►
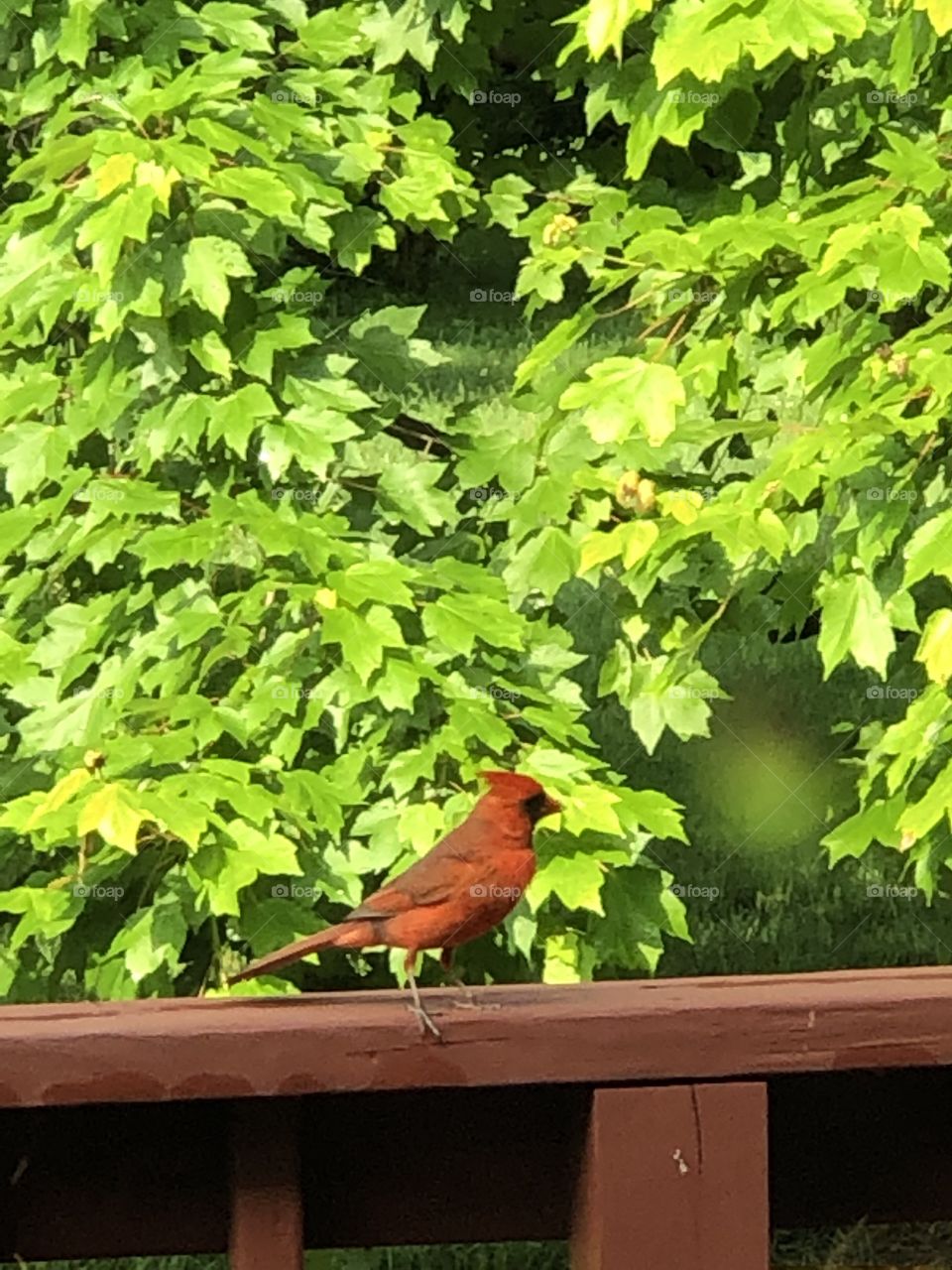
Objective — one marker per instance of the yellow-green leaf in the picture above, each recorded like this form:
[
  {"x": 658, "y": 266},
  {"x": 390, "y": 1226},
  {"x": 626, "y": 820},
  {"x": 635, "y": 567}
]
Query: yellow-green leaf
[
  {"x": 113, "y": 813},
  {"x": 936, "y": 647},
  {"x": 59, "y": 795}
]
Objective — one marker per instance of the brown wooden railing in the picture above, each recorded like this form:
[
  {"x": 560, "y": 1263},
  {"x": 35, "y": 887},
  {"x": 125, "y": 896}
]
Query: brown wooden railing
[{"x": 658, "y": 1125}]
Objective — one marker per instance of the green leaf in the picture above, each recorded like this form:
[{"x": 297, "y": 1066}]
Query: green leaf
[
  {"x": 622, "y": 393},
  {"x": 855, "y": 620},
  {"x": 575, "y": 879},
  {"x": 208, "y": 263}
]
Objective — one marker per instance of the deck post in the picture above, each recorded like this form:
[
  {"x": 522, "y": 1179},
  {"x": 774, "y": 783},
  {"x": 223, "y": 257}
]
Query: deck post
[
  {"x": 267, "y": 1227},
  {"x": 674, "y": 1176}
]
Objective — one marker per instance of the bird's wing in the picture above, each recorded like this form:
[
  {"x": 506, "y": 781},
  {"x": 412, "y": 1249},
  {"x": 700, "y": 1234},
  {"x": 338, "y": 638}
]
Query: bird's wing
[{"x": 435, "y": 879}]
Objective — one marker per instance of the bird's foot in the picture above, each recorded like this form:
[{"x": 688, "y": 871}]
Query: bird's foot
[
  {"x": 425, "y": 1023},
  {"x": 468, "y": 1002}
]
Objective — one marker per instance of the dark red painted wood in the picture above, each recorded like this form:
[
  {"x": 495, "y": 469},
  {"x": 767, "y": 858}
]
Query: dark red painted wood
[
  {"x": 674, "y": 1176},
  {"x": 267, "y": 1213},
  {"x": 595, "y": 1034}
]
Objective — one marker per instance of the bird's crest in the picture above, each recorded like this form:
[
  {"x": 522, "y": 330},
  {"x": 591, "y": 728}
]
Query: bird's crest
[{"x": 513, "y": 784}]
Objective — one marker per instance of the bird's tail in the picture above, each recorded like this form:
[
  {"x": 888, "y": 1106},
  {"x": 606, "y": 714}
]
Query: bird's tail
[{"x": 347, "y": 935}]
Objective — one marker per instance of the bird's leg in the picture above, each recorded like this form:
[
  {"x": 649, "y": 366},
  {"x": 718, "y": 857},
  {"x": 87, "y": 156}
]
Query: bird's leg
[{"x": 417, "y": 1007}]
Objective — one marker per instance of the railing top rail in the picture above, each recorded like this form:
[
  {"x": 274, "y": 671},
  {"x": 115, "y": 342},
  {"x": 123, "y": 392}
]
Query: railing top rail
[{"x": 601, "y": 1033}]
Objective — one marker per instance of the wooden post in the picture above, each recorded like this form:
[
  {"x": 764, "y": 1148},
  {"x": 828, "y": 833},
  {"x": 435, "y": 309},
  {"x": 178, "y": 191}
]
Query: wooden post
[
  {"x": 674, "y": 1176},
  {"x": 267, "y": 1228}
]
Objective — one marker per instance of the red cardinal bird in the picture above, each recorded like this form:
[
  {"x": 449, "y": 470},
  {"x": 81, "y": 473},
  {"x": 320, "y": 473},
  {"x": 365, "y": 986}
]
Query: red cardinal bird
[{"x": 461, "y": 889}]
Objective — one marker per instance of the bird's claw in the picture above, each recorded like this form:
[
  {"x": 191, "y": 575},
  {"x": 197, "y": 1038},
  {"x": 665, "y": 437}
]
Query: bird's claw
[
  {"x": 425, "y": 1023},
  {"x": 472, "y": 1003}
]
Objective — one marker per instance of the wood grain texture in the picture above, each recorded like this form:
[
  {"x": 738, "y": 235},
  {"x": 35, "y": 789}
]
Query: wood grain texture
[
  {"x": 595, "y": 1034},
  {"x": 674, "y": 1176},
  {"x": 267, "y": 1213}
]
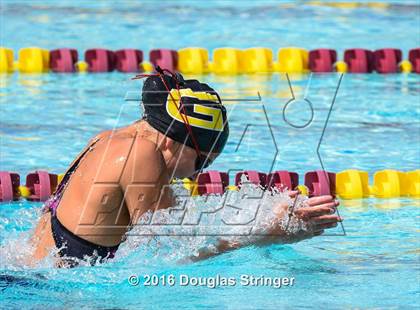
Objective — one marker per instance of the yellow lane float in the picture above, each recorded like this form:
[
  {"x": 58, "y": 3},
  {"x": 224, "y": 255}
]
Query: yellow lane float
[
  {"x": 352, "y": 184},
  {"x": 193, "y": 60},
  {"x": 34, "y": 60},
  {"x": 6, "y": 60},
  {"x": 257, "y": 60}
]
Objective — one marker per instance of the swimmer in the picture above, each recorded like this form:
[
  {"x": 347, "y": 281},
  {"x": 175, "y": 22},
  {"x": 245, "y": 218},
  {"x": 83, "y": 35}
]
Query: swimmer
[{"x": 122, "y": 174}]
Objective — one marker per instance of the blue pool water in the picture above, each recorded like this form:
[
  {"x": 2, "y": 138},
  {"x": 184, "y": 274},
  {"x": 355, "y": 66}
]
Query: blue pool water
[{"x": 47, "y": 119}]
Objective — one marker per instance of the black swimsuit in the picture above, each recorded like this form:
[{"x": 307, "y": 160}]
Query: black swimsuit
[{"x": 72, "y": 248}]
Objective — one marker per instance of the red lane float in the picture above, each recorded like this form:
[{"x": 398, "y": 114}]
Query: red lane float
[
  {"x": 414, "y": 58},
  {"x": 212, "y": 182},
  {"x": 164, "y": 58},
  {"x": 322, "y": 60},
  {"x": 41, "y": 184},
  {"x": 386, "y": 60},
  {"x": 359, "y": 60},
  {"x": 100, "y": 60},
  {"x": 255, "y": 177},
  {"x": 128, "y": 60},
  {"x": 63, "y": 60},
  {"x": 283, "y": 180},
  {"x": 320, "y": 182},
  {"x": 9, "y": 186}
]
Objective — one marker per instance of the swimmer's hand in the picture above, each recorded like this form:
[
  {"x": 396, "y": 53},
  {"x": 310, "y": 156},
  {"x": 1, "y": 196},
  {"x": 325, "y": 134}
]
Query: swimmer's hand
[{"x": 318, "y": 213}]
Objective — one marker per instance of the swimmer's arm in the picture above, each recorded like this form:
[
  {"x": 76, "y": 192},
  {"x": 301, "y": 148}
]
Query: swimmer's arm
[
  {"x": 319, "y": 212},
  {"x": 145, "y": 181}
]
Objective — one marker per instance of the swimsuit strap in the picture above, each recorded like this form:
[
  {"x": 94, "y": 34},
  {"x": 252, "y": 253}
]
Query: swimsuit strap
[{"x": 52, "y": 203}]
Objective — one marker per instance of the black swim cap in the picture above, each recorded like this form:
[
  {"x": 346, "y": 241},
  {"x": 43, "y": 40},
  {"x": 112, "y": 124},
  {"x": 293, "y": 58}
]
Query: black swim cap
[{"x": 201, "y": 110}]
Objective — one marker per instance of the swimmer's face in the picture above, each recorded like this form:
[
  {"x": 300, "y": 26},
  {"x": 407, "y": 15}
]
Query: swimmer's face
[{"x": 186, "y": 163}]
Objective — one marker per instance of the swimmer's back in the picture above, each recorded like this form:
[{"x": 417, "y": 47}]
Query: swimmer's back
[{"x": 93, "y": 205}]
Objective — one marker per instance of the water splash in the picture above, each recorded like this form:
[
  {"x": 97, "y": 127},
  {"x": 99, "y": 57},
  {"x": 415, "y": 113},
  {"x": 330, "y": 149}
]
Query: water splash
[{"x": 175, "y": 234}]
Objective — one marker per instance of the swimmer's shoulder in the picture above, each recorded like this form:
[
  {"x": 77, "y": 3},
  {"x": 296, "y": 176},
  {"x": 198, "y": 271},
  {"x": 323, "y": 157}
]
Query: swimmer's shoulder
[{"x": 136, "y": 155}]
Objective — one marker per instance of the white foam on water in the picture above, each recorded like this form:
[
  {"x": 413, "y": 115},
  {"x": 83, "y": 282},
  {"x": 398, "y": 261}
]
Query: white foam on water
[{"x": 179, "y": 233}]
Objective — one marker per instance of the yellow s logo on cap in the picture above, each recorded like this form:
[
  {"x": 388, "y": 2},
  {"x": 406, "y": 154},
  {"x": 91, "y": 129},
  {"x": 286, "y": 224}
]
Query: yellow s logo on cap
[{"x": 172, "y": 107}]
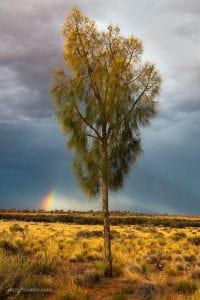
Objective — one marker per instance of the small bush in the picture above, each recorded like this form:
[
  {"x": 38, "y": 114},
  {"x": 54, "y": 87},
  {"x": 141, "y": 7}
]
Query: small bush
[
  {"x": 9, "y": 247},
  {"x": 88, "y": 278},
  {"x": 178, "y": 236},
  {"x": 74, "y": 293},
  {"x": 169, "y": 270},
  {"x": 45, "y": 266},
  {"x": 195, "y": 240},
  {"x": 100, "y": 266},
  {"x": 14, "y": 273},
  {"x": 186, "y": 287},
  {"x": 89, "y": 234},
  {"x": 147, "y": 290},
  {"x": 190, "y": 258},
  {"x": 120, "y": 295}
]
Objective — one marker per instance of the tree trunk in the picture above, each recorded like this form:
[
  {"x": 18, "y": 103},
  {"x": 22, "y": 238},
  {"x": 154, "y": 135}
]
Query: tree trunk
[{"x": 107, "y": 237}]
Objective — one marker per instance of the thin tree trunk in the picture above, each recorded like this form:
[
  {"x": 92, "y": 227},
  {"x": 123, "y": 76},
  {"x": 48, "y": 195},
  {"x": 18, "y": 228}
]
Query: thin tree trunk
[{"x": 107, "y": 237}]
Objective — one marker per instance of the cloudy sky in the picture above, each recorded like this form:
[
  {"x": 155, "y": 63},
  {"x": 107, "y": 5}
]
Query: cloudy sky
[{"x": 33, "y": 157}]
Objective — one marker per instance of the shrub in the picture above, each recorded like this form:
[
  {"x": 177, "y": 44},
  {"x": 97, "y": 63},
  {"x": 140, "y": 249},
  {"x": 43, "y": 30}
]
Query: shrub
[
  {"x": 147, "y": 290},
  {"x": 88, "y": 278},
  {"x": 100, "y": 266},
  {"x": 195, "y": 240},
  {"x": 169, "y": 270},
  {"x": 14, "y": 273},
  {"x": 190, "y": 258},
  {"x": 89, "y": 234},
  {"x": 74, "y": 293},
  {"x": 8, "y": 247},
  {"x": 120, "y": 295},
  {"x": 186, "y": 287},
  {"x": 178, "y": 236},
  {"x": 44, "y": 265}
]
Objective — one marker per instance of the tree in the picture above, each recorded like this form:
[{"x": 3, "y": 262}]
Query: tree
[{"x": 101, "y": 101}]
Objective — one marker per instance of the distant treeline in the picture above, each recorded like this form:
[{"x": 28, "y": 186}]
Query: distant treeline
[{"x": 94, "y": 218}]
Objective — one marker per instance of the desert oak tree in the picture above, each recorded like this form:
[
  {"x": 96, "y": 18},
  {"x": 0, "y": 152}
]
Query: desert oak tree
[{"x": 102, "y": 99}]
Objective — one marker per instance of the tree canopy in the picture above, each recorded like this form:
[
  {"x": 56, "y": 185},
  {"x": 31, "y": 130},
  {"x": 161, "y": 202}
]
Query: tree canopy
[{"x": 105, "y": 95}]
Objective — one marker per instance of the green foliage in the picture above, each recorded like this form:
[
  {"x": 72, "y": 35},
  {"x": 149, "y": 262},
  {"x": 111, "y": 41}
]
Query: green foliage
[{"x": 102, "y": 103}]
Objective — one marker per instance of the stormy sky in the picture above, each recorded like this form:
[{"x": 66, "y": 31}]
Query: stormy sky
[{"x": 33, "y": 156}]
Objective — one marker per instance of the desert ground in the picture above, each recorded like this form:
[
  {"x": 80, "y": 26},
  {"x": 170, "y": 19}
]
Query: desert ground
[{"x": 41, "y": 260}]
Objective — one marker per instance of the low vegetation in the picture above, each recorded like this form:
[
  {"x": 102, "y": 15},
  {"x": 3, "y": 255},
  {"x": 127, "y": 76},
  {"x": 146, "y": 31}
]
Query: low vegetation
[{"x": 65, "y": 261}]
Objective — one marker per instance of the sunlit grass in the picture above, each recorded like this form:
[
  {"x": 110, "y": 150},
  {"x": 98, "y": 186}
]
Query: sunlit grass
[{"x": 57, "y": 253}]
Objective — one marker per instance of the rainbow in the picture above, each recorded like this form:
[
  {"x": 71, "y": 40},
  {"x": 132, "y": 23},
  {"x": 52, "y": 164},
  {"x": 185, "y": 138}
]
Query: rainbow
[{"x": 48, "y": 200}]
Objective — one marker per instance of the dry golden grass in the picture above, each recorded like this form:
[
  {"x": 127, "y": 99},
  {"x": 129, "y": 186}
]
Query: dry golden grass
[{"x": 148, "y": 262}]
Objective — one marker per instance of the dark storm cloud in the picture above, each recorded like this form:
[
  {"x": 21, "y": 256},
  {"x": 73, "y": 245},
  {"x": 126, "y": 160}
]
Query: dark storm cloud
[{"x": 32, "y": 151}]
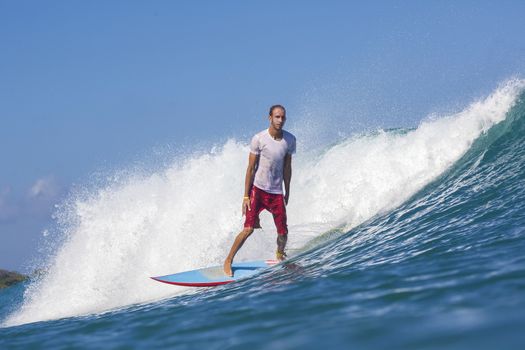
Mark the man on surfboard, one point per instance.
(269, 165)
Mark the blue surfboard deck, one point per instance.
(215, 276)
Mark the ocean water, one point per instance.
(409, 239)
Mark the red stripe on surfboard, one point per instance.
(202, 284)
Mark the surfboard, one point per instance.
(215, 276)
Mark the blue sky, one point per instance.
(90, 85)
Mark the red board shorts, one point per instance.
(274, 203)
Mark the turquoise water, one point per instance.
(444, 269)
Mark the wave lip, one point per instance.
(124, 232)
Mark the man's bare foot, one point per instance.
(228, 268)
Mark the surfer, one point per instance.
(269, 165)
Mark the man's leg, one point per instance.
(237, 244)
(278, 210)
(281, 244)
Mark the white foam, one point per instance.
(187, 215)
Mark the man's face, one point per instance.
(278, 118)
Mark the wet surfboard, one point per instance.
(215, 276)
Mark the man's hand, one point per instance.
(246, 205)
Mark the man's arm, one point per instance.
(248, 181)
(287, 176)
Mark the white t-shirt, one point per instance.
(270, 170)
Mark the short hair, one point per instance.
(277, 106)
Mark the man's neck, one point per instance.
(276, 134)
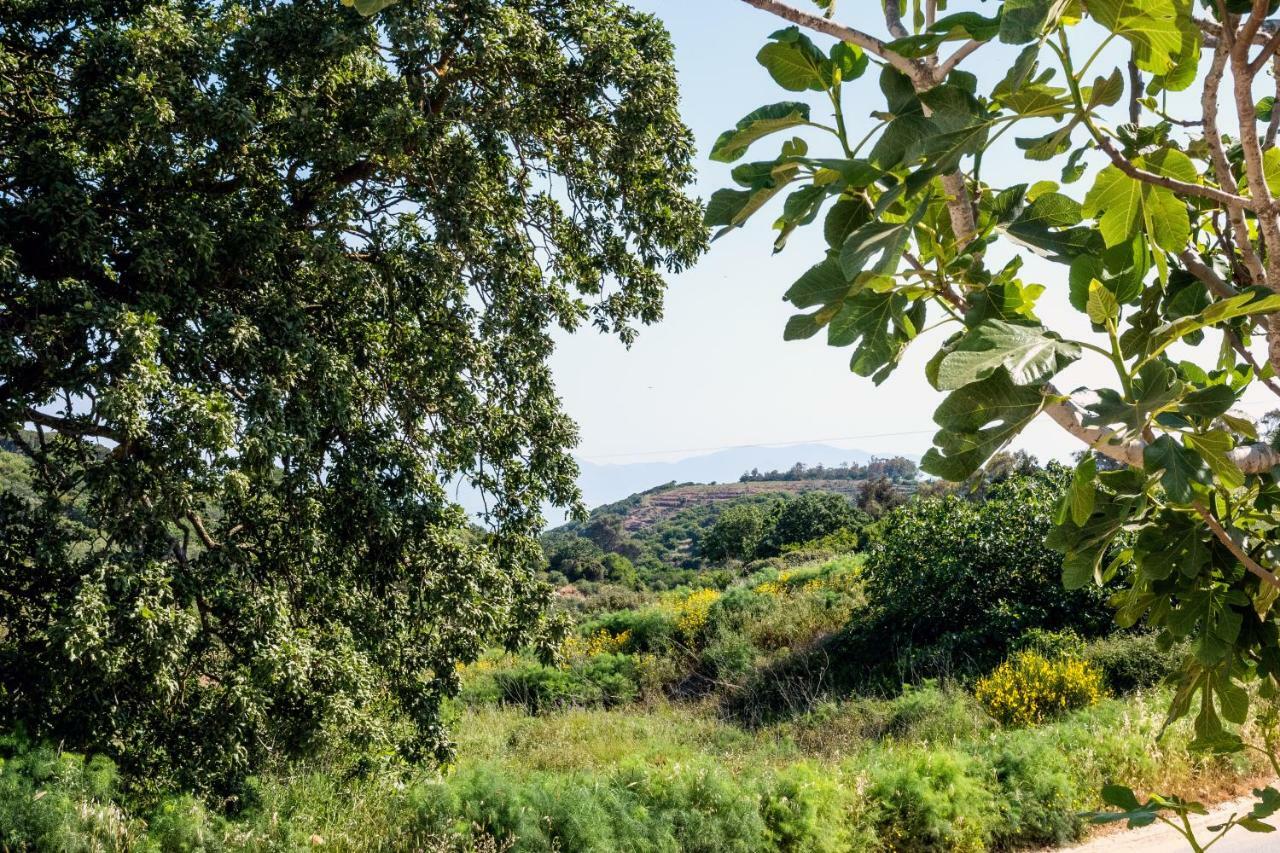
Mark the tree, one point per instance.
(812, 516)
(1170, 243)
(736, 533)
(274, 279)
(877, 497)
(607, 530)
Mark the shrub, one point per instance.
(604, 679)
(1029, 688)
(1132, 661)
(702, 808)
(56, 801)
(652, 629)
(1037, 793)
(693, 612)
(805, 810)
(932, 802)
(970, 578)
(1051, 644)
(812, 516)
(736, 533)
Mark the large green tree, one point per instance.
(277, 279)
(1168, 249)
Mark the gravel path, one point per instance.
(1162, 839)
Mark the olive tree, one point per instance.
(275, 281)
(1168, 241)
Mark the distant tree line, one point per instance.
(897, 469)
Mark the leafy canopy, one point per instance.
(275, 279)
(1164, 231)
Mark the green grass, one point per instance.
(597, 756)
(924, 771)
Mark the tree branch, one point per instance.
(1251, 459)
(77, 427)
(894, 19)
(1240, 553)
(1223, 169)
(950, 63)
(1170, 183)
(1206, 274)
(868, 42)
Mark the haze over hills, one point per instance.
(608, 483)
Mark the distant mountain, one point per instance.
(609, 483)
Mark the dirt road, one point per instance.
(1162, 839)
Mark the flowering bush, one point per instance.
(1028, 688)
(603, 642)
(693, 611)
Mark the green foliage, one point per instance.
(1132, 661)
(933, 802)
(273, 284)
(1037, 796)
(913, 219)
(50, 801)
(974, 576)
(1029, 688)
(602, 679)
(807, 810)
(810, 516)
(736, 534)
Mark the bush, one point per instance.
(1132, 661)
(698, 808)
(813, 515)
(807, 811)
(1051, 644)
(932, 802)
(970, 578)
(56, 801)
(599, 680)
(736, 533)
(652, 629)
(1037, 793)
(1029, 688)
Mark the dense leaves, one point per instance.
(1166, 246)
(275, 279)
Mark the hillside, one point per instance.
(664, 502)
(606, 483)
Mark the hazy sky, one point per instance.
(716, 372)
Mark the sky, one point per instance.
(716, 373)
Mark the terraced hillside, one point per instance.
(659, 505)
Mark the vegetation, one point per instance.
(252, 336)
(1173, 243)
(254, 332)
(897, 469)
(1028, 688)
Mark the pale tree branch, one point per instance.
(1251, 459)
(1206, 274)
(1267, 51)
(1233, 546)
(1121, 163)
(1223, 169)
(868, 42)
(1252, 28)
(894, 19)
(951, 62)
(1243, 351)
(959, 208)
(1274, 124)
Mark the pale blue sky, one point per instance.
(716, 370)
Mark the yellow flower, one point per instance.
(693, 611)
(1028, 688)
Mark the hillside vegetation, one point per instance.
(933, 688)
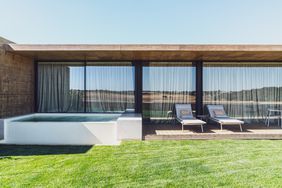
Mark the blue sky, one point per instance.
(142, 21)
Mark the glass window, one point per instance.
(245, 89)
(109, 86)
(60, 87)
(166, 84)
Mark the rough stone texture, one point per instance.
(16, 84)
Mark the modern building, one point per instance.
(150, 79)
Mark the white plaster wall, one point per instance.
(61, 133)
(129, 127)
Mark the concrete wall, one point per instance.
(16, 84)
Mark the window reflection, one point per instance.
(109, 87)
(246, 90)
(165, 84)
(60, 87)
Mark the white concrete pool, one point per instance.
(72, 129)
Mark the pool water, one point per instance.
(71, 118)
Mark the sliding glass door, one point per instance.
(246, 89)
(85, 87)
(60, 87)
(165, 84)
(109, 86)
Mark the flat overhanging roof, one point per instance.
(162, 52)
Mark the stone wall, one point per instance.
(16, 84)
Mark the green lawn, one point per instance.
(142, 164)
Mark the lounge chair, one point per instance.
(217, 114)
(185, 116)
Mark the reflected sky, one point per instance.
(115, 78)
(169, 79)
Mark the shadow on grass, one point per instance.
(29, 150)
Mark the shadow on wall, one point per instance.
(29, 150)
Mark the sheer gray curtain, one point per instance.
(109, 86)
(246, 90)
(164, 85)
(60, 87)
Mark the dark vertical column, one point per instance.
(199, 87)
(85, 63)
(138, 86)
(35, 86)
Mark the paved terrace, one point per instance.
(174, 132)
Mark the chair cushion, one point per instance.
(219, 113)
(185, 113)
(193, 122)
(230, 121)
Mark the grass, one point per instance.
(225, 163)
◄
SHORT TASK
Copy the listing word for word, from the line containing "Mark the wave lip, one point per instance." through the line containing "(1164, 231)", with both of those lines included. Omit the pictures.

EXERCISE RESPONSE
Mark the wave lip, one point per instance.
(124, 232)
Mark the man's bare foot, one point per instance.
(228, 268)
Mark the surfer, one point per instance.
(269, 165)
Mark the man's leg, one point per instance.
(237, 244)
(278, 210)
(281, 244)
Mark the white foam, one point per instance.
(187, 215)
Mark the man's face, one point per instance.
(278, 118)
Mark the wet surfboard, one point per instance.
(215, 276)
Mark the man's hand, one point per instance.
(246, 205)
Mark the man's arm, one point per instance.
(248, 181)
(287, 176)
Mark the white t-shirt, one point per instance.
(270, 170)
Mark the short hair, one point per instance.
(277, 106)
Mark the man's neck, one point per instance.
(276, 134)
Mark the tree, one point per instance.
(812, 516)
(1170, 243)
(736, 533)
(274, 279)
(877, 497)
(607, 530)
Mark the shrub, one point per instance.
(604, 679)
(1029, 688)
(1132, 661)
(702, 808)
(56, 801)
(652, 629)
(1037, 793)
(693, 612)
(805, 810)
(932, 802)
(970, 578)
(1051, 644)
(812, 516)
(736, 533)
Mark the large green tree, one point per instance.
(277, 279)
(1168, 249)
Mark the gravel path, one point per instance.
(1162, 839)
Mark the olive tree, one point per instance.
(275, 281)
(1168, 241)
Mark the distant tree line, one point per instance.
(897, 469)
Mark the leafy canopy, one point per instance.
(275, 279)
(1164, 231)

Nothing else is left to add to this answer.